## start Input material
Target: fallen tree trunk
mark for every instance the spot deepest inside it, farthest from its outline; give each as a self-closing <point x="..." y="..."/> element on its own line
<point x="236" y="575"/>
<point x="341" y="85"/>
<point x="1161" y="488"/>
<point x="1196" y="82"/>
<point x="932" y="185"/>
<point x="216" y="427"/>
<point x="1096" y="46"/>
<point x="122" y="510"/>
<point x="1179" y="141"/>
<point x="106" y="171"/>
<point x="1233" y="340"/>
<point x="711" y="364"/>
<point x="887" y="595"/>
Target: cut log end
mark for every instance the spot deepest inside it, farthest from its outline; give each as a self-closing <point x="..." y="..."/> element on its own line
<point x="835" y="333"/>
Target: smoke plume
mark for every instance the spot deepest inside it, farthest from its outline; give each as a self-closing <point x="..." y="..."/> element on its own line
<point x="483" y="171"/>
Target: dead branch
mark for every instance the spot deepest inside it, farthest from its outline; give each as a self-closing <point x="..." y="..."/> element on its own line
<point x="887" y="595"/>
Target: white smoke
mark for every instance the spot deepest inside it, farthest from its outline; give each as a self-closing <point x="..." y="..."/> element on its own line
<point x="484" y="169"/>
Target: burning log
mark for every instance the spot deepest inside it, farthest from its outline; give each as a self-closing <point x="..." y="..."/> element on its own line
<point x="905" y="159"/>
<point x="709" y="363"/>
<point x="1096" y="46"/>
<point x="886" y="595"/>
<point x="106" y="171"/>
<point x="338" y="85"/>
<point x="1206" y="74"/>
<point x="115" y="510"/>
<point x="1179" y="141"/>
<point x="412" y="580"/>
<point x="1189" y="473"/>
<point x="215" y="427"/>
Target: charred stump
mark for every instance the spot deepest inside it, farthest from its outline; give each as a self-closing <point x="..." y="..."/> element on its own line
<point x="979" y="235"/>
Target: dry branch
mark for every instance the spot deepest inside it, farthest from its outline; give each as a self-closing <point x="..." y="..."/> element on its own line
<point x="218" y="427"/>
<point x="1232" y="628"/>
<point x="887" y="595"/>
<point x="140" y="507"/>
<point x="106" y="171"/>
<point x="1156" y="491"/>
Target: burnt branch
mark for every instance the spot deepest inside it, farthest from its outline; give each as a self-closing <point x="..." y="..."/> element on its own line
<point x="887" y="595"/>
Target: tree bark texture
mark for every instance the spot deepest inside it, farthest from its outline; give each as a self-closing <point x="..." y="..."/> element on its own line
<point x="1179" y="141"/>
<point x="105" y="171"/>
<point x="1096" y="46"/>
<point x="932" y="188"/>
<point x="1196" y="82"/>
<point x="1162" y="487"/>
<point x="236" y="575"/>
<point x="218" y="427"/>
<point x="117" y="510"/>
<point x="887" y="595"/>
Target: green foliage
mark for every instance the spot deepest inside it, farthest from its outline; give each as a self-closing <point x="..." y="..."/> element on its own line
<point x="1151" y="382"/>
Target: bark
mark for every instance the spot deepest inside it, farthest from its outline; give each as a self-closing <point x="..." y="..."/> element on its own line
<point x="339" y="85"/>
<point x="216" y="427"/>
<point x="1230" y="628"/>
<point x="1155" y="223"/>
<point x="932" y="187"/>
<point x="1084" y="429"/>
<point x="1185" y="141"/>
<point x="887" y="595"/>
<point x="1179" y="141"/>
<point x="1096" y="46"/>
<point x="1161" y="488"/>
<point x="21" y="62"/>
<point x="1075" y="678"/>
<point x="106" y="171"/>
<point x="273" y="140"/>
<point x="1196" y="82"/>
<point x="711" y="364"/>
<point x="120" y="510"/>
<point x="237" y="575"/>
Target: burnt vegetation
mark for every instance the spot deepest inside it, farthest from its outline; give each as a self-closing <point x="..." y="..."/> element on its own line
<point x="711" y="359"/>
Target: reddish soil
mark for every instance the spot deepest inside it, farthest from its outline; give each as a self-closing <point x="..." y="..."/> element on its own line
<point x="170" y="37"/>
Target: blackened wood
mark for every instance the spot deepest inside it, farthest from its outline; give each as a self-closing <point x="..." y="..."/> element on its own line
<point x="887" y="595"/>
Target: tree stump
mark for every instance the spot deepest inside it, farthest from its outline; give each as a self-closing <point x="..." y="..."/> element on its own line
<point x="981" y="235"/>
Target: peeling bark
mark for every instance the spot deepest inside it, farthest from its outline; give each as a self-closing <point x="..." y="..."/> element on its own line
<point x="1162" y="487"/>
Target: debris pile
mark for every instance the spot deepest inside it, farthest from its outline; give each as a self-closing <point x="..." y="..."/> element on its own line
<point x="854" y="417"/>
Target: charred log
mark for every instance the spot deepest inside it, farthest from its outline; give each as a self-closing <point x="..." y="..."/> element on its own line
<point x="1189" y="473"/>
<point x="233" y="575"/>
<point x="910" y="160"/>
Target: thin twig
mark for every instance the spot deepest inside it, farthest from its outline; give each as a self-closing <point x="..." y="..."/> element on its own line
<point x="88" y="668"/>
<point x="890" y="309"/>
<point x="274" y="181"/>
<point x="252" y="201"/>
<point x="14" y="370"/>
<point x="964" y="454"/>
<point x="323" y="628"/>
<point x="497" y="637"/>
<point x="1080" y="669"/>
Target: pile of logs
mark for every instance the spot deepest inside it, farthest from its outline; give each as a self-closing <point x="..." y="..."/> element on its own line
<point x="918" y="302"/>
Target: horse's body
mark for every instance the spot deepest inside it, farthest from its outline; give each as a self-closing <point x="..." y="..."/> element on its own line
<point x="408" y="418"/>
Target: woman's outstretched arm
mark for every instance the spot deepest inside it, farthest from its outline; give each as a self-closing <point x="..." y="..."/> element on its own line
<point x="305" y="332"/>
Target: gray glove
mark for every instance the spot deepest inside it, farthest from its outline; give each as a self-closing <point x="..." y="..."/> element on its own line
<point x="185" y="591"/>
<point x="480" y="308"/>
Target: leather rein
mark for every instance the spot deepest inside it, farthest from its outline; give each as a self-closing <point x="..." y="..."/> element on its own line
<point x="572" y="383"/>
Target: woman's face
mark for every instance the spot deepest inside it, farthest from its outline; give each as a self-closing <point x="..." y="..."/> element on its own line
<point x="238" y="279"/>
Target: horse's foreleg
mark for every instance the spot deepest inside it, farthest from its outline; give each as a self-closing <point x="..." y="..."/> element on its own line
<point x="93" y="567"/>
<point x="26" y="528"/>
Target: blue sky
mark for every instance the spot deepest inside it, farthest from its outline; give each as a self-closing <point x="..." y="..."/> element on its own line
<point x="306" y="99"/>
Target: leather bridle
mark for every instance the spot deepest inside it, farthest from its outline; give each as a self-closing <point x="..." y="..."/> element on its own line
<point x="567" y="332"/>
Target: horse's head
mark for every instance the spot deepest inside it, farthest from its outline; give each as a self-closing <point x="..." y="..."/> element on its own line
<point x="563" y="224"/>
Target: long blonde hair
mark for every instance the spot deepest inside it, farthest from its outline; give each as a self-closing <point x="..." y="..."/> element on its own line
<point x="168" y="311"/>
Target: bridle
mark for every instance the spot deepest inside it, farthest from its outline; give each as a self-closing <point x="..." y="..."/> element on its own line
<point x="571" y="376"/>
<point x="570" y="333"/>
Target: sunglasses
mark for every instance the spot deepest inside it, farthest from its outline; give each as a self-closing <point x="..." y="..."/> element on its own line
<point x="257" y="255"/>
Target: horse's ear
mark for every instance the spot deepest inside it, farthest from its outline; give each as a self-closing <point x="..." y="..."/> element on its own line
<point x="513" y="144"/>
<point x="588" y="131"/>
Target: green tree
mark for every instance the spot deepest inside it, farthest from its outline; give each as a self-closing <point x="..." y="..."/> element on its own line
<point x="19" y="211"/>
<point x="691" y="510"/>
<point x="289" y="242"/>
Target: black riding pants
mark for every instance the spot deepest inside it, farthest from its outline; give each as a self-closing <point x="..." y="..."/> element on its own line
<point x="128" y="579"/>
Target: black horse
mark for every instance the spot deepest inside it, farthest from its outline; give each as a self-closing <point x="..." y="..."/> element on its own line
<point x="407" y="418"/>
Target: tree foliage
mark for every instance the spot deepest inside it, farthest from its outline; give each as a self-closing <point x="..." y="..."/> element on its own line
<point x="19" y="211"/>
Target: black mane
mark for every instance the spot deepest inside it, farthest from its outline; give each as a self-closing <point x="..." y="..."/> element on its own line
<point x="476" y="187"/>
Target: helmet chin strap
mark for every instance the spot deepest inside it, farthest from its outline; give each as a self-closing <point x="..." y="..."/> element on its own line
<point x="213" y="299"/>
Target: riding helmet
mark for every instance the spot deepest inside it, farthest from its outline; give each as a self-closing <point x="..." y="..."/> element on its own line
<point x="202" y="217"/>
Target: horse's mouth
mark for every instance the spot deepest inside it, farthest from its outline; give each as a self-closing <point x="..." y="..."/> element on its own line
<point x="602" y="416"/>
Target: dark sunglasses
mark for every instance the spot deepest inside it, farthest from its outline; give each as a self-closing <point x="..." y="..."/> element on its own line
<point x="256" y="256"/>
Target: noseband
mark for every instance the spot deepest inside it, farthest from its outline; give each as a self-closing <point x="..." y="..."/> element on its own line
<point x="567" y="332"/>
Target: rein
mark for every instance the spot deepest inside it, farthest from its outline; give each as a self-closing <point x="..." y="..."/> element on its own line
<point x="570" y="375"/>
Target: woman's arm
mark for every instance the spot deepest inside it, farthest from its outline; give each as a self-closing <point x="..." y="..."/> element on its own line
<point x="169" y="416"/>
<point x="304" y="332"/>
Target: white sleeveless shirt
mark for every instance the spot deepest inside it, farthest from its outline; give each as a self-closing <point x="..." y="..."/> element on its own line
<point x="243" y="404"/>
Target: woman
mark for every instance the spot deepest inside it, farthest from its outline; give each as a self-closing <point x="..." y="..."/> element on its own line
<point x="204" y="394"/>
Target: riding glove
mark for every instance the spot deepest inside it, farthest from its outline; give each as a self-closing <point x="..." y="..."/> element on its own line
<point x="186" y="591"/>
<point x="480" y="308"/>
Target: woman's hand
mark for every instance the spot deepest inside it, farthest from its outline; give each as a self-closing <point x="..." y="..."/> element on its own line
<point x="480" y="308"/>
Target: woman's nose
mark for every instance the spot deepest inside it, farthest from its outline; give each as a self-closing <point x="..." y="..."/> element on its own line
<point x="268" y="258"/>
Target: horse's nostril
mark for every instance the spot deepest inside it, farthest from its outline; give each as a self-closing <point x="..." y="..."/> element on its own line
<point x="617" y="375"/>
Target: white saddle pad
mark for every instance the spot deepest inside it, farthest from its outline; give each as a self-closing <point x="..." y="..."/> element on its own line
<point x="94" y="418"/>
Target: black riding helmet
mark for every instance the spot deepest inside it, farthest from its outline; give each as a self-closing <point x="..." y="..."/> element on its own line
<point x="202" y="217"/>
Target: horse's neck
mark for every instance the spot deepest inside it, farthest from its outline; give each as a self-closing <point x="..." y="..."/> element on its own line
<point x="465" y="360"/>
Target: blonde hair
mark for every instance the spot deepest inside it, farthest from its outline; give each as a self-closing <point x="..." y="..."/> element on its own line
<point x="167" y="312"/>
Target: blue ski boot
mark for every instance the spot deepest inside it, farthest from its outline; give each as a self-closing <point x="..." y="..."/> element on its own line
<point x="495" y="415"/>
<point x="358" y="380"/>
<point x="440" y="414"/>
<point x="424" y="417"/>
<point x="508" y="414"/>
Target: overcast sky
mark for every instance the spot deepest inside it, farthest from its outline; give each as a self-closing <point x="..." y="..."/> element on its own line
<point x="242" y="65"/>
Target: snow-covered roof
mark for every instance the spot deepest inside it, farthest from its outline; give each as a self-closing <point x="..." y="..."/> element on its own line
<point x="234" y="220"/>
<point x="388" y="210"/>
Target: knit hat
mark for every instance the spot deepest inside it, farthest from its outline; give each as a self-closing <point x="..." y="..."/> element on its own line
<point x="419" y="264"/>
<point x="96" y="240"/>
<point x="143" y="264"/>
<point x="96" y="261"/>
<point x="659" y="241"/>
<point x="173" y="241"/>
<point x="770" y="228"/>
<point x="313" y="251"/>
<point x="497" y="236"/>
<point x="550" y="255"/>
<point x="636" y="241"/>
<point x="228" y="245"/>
## end Input material
Instruction. Set down only these lines, exactly: the line containing "Target: black riding helmet" and each line after it, through the end of the listing.

Exercise response.
Target: black riding helmet
mark for every instance the spot deepest inside it, farthest from its outline; give each as a self-closing <point x="..." y="..."/> element on its own line
<point x="202" y="217"/>
Target: horse's neck
mark for every instance the spot deepest inside it, farthest from its outline; give each as a self-closing <point x="..." y="..."/> element on its own line
<point x="465" y="360"/>
Target: blonde hair
mark for every instance the spot deepest inside it, farthest from its outline; give each as a self-closing <point x="..." y="..."/> element on its own line
<point x="167" y="312"/>
Target: blue ski boot
mark for every instance the spot deepest inside it, farthest from its outline; give each as a self-closing <point x="..." y="..."/> element on its own line
<point x="495" y="415"/>
<point x="358" y="380"/>
<point x="440" y="414"/>
<point x="424" y="417"/>
<point x="508" y="414"/>
Target: overcast sky
mark for every instance the spot deepest inside it, farthest from its outline; give each as a self-closing <point x="..." y="..."/> element on its own line
<point x="242" y="65"/>
Target: snow-covered roof
mark for every instance the spot deepest inside it, farthest from its outline; give each as a self-closing <point x="..." y="..."/> element on its own line
<point x="234" y="220"/>
<point x="388" y="210"/>
Target: knit hat
mark for every instance the spot deepest inside it, farthest from its outline; give each as a self-closing <point x="..." y="..."/> element on its own line
<point x="419" y="264"/>
<point x="96" y="240"/>
<point x="143" y="264"/>
<point x="96" y="261"/>
<point x="659" y="241"/>
<point x="173" y="241"/>
<point x="770" y="228"/>
<point x="313" y="251"/>
<point x="497" y="236"/>
<point x="550" y="255"/>
<point x="636" y="241"/>
<point x="228" y="245"/>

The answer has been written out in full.